Task objective: Update the part of the material that opens with the line containing "Guideline: one marker per instance of the seafloor" and runs through the end, replacing "seafloor sediment" with "seabed sediment" and leaving everything else as it stands.

Provided records:
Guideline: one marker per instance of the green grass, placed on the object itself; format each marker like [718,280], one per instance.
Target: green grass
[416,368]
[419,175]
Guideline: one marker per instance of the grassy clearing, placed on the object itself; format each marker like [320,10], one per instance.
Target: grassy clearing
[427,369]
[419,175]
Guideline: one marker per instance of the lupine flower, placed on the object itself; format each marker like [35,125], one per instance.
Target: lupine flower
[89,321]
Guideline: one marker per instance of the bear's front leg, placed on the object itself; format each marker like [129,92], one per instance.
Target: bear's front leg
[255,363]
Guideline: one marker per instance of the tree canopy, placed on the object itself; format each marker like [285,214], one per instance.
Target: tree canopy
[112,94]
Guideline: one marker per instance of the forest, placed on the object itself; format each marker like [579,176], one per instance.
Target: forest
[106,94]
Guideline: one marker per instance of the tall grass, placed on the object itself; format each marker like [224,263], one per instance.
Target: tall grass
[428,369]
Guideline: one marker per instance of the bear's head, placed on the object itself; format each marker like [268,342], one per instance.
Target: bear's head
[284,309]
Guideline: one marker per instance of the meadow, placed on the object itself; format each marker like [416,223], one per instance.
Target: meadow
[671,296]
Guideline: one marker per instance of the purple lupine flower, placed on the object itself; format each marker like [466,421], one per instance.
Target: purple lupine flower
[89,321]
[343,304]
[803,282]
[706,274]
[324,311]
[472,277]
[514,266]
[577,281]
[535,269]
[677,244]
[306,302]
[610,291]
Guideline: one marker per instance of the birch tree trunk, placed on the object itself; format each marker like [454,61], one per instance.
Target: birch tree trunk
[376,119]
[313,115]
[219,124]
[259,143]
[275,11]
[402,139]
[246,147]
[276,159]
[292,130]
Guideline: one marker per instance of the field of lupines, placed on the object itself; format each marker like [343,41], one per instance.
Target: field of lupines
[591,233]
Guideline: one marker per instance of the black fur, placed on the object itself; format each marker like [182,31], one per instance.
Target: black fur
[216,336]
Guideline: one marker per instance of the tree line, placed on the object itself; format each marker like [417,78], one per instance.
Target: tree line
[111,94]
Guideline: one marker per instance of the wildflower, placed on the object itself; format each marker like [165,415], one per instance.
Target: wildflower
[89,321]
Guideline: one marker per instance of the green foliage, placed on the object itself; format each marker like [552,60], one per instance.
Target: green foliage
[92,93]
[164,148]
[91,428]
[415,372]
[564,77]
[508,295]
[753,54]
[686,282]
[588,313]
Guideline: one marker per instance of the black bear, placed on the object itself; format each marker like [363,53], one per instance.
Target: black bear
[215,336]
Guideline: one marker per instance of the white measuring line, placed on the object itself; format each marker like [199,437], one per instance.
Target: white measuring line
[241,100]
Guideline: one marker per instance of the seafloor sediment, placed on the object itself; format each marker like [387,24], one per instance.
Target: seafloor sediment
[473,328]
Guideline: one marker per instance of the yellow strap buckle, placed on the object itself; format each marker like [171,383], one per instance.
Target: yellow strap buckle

Response:
Guideline: one marker per instance of the seabed sediment, placed on the object itself; format each marker like [387,24], one per instance.
Target: seabed sediment
[473,328]
Guideline: one marker per instance of the yellow strap buckle, placed on the object itself; format each marker like [171,383], one per instance.
Target: yellow strap buckle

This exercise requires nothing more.